> _Reading text_

━━━━━━━━━━━━━━━━

Here's an example of a Python function:

def do_something(): 
    print ('Okay, how about print "do something."')    
    print ("Now I'll print something else")    
  • What happens if you put this code in a file and execute it?
mikematera:~/workspace/Week6 $ python3.6 ./examples.py
mikematera:~/workspace/Week6 $ 

The code does nothing!

  • The function contains the two print instructions
  • You can tell that the instructions are inside of the function because they're indented to the right
  • The code does nothing because functions have to be called
  • Adding a function call fixes the problem:
# This is the functions definition
def do_something(): 
    print ('Okay, how about print "do something."')    
    print ("Now I'll print something else")    
 
# This is where the function is called.
do_something()

Now the program operates as expected:

mikematera:~/workspace/Week6 $ python3.6 ./do_something.py
Okay, how about print "do something."
Now I'll print something else
mikematera:~/workspace/Week6 $ 
  • Most of the work of your programs so far has been done using functions.
  • You're already familiar with the functions:
    • print()
    • input()
    • write()
    • readline()
    • read()
  • Each of these functions has a def somewhere.
  • The great thing about functions is that you can call them as often as you like
    • They help you reuse code so you don't have to write the same things over and over

If I want to do_something() more than once I could do this:

# This is the functions definition
def do_something(): 
    print ('Okay, how about print "do something."')    
    print ("Now I'll print something else")    
 
# This is where the function is called.
do_something()
do_something()
do_something()
do_something() # That's a lot of something!
  • Each time I call do_something() the function is executed.

━━━━━━━━━━━━━━━━

> _Listed records_
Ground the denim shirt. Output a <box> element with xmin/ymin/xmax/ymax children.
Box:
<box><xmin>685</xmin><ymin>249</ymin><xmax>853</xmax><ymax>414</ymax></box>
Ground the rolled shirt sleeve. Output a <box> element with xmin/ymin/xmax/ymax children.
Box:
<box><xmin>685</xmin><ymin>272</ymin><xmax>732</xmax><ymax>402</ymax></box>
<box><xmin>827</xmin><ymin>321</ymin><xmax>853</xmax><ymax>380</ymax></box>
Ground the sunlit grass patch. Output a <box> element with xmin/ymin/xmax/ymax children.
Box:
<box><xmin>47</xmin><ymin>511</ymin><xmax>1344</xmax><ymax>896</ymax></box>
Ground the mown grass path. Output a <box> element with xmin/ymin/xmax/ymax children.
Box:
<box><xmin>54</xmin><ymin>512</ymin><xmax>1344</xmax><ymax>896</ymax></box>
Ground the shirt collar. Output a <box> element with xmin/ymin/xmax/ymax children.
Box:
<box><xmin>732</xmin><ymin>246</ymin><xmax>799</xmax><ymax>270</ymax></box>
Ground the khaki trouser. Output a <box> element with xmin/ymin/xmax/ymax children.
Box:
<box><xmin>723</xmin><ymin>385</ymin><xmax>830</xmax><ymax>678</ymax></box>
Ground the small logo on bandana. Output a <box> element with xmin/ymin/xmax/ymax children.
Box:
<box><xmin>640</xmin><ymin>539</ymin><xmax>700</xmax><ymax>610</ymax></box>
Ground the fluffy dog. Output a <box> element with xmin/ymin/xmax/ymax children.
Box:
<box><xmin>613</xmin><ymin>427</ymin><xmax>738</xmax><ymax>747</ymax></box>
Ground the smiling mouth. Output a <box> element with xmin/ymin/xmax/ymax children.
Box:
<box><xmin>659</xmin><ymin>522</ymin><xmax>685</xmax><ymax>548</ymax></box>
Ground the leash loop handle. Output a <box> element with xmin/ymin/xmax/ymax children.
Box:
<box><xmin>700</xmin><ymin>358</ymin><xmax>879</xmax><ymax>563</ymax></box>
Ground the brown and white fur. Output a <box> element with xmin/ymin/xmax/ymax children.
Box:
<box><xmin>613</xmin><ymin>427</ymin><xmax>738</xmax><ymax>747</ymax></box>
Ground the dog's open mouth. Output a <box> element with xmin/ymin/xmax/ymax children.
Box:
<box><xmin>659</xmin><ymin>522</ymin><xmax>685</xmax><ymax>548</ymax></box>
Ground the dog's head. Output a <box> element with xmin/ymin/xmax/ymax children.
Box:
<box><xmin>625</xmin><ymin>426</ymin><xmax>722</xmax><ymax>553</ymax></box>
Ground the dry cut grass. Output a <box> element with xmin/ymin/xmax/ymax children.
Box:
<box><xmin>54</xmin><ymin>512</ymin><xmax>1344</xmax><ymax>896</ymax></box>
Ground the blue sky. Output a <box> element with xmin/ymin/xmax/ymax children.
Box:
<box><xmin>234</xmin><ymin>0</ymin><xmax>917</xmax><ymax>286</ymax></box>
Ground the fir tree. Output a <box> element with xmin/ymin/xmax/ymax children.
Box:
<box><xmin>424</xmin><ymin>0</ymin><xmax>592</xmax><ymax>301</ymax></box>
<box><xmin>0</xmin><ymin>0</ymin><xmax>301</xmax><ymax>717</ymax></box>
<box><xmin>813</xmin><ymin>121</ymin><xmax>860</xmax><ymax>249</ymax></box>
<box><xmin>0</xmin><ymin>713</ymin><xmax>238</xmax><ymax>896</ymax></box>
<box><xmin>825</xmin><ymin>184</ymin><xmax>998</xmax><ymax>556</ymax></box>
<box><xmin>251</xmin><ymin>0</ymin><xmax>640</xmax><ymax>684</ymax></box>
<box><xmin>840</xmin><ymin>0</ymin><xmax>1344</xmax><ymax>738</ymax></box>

━━━━━━━━━━━━━━━━

> _Set task 1_
For each statement (a), (b), and (c), state whether it agrees with the Python functions text. Answer yes or no, and quote the deciding words of the text.
(a) When the file containing only the function definition is run, the code produces no output.
(b) The print instructions are shown to be inside the function by being indented to the left.
(c) A function can be called only once in a program.
> _Set task 2_
Retype everything in the Python functions text from "Now the program" down to "a def somewhere.".
The entries play no part in this exercise.

> _Task result 1_
(a) Yes: "The code does nothing!"
(b) No: "they're indented to the right"
(c) No: "you can call them as often as you like"

> _Task result 2_
Now the program operates as expected:

mikematera:~/workspace/Week6 $ python3.6 ./do_something.py
Okay, how about print "do something."
Now I'll print something else
mikematera:~/workspace/Week6 $ 
  • Most of the work of your programs so far has been done using functions.
  • You're already familiar with the functions:
    • print()
    • input()
    • write()
    • readline()
    • read()
  • Each of these functions has a def somewhere.